● Task statement: The listing beneath should be written out in full, exactly as shown.
- - - - - - -
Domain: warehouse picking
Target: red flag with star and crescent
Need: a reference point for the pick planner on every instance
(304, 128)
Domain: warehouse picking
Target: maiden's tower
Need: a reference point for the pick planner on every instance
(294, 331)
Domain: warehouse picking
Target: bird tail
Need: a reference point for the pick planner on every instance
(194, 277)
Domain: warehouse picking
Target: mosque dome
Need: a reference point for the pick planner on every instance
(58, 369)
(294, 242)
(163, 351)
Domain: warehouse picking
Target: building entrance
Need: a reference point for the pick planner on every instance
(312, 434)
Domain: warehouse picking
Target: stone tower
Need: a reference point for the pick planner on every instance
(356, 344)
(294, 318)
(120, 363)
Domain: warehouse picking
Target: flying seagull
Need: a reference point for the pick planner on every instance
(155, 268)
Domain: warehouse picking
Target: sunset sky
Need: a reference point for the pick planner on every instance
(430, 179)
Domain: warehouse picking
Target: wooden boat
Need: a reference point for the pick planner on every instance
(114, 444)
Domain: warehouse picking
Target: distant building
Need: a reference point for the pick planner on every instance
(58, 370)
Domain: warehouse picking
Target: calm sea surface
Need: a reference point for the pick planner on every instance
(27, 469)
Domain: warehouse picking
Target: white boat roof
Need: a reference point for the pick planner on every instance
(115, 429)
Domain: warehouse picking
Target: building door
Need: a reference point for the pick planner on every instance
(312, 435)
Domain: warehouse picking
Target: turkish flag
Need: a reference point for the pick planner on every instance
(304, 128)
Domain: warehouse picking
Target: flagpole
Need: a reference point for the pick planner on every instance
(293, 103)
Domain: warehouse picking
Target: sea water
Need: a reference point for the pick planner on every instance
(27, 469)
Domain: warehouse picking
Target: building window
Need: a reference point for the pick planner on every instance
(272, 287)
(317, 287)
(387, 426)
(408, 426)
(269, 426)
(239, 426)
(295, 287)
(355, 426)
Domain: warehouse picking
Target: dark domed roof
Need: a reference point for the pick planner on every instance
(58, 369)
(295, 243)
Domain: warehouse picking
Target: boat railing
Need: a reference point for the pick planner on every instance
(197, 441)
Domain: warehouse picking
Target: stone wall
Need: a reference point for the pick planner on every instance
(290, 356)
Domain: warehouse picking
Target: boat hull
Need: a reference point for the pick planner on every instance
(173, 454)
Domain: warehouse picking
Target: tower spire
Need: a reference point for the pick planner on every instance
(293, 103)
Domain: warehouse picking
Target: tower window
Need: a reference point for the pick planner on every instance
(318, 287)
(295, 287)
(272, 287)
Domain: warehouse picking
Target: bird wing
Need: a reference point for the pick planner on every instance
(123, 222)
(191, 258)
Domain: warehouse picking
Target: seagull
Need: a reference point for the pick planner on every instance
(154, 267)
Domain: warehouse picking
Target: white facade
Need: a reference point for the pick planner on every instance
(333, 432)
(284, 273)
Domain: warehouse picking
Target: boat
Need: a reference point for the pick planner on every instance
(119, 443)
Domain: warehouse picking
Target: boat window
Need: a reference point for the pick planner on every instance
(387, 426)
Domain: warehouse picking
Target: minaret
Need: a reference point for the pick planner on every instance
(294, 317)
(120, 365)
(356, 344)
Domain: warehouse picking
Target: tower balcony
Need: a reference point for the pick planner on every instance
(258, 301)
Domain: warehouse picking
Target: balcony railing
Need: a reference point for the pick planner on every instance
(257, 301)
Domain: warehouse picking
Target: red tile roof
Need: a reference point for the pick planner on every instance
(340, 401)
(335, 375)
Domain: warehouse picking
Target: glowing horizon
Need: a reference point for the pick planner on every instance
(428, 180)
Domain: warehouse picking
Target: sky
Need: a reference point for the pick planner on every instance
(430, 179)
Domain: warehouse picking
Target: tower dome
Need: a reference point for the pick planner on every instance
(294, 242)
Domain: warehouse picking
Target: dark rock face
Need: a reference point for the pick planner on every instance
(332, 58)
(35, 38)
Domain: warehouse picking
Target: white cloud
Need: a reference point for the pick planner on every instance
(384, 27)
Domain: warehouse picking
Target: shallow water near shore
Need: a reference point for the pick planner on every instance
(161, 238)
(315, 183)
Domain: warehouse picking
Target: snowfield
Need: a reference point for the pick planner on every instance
- - - - - - -
● Solved exercise:
Domain: warehouse picking
Target: red flag with star and crescent
Need: a reference point for the pick planner on every instance
(304, 128)
Domain: warehouse picking
Target: maiden's tower
Need: a reference point for the pick planner on every instance
(294, 331)
Domain: warehouse picking
Target: bird tail
Need: a reference point for the pick planner on every instance
(194, 277)
Domain: warehouse picking
Target: mosque dome
Need: a reference point for the pick planner on every instance
(58, 369)
(294, 242)
(163, 351)
Domain: warehouse picking
Target: building entrance
Need: a reference point for the pick planner on every instance
(312, 434)
Domain: warehouse picking
Target: stone tower
Need: a reference point for the pick planner on every instance
(356, 344)
(294, 318)
(120, 363)
Domain: warehouse picking
Target: flying seagull
Need: a reference point for the pick planner on every instance
(155, 268)
Domain: warehouse picking
Target: sunset sky
Need: a reference point for the pick planner on every instance
(430, 179)
Domain: warehouse picking
Target: wooden boat
Need: a reference point for the pick planner on every instance
(114, 444)
Domain: warehouse picking
Target: distant building
Need: a reference point for the pick planner on every instance
(58, 370)
Domain: warehouse picking
Target: calm sea surface
Need: a reference point for the pick planner on every instance
(27, 469)
Domain: warehouse picking
Target: white boat roof
Need: a reference point for the pick planner on every instance
(115, 429)
Domain: warehouse picking
Target: building door
Need: a reference point for the pick planner on every instance
(312, 435)
Domain: warehouse picking
Target: turkish flag
Need: a reference point for the pick planner on every instance
(304, 128)
Domain: warehouse picking
Target: flagpole
Need: a reference point for the pick planner on every instance
(293, 103)
Domain: warehouse picking
Target: sea water
Need: a reference point for the pick planner on every instance
(27, 469)
Domain: warehouse picking
Target: building window
Need: a reference point for the pick planner on every instance
(272, 287)
(317, 287)
(387, 426)
(408, 426)
(269, 426)
(239, 426)
(295, 287)
(355, 426)
Domain: warehouse picking
Target: dark domed roof
Need: a reference point for the pick planner on every instance
(58, 369)
(295, 243)
Domain: warehouse picking
Target: boat railing
Need: a reference point for the pick planner on every instance
(197, 441)
Domain: warehouse picking
Target: stone wall
Need: a reference point for the pick planner on every instance
(290, 356)
Domain: warehouse picking
Target: boat hull
Need: a reference point for the pick planner on every instance
(173, 454)
Domain: warehouse picking
Target: tower spire
Need: a reference point for the pick planner on every instance
(293, 103)
Domain: warehouse picking
Target: tower window
Need: a reference point for the pick planner on every instance
(318, 287)
(295, 287)
(272, 287)
Domain: warehouse picking
Target: bird wing
Need: a reference point for the pick planner on every instance
(123, 222)
(191, 258)
Domain: warehouse picking
Target: seagull
Need: a reference point for the pick planner on every instance
(154, 267)
Domain: warehouse picking
Target: white facade
Need: a reference point for the pick planner on every instance
(333, 432)
(284, 273)
Domain: warehouse picking
Target: boat
Need: a reference point for the pick planner on every instance
(119, 443)
Domain: warehouse picking
Target: boat window
Need: a reference point for the pick planner on every instance
(387, 426)
Domain: warehouse picking
Target: minaret
Need: a reference point for the pick planner on every instance
(294, 317)
(120, 365)
(356, 344)
Domain: warehouse picking
Target: tower balcony
Need: a reference point for the pick planner on every instance
(258, 301)
Domain: warehouse picking
Target: balcony railing
Need: a reference point for the pick planner on every instance
(257, 301)
Domain: warehouse picking
Target: red tile roof
Need: a reference point for the pick planner on every instance
(340, 401)
(335, 375)
Domain: warehouse picking
Target: glowing horizon
Need: a reference point for the pick planner on every instance
(428, 180)
Domain: warehouse picking
Target: sky
Need: a reference point for the pick planner on every instance
(430, 179)
Domain: warehouse picking
Target: tower dome
Need: a reference point for the pick planner on every instance
(294, 242)
Domain: warehouse picking
Target: dark rock face
Need: a reference point for the pick planner on every instance
(332, 58)
(35, 38)
Domain: warehouse picking
Target: white cloud
Need: a reference point for the pick planner on every instance
(384, 27)
Domain: warehouse picking
Target: shallow water near shore
Need: a reference point for the pick planner on every instance
(161, 238)
(315, 183)
Domain: warehouse picking
Target: snowfield
Need: a reference point for the pick planner on every instance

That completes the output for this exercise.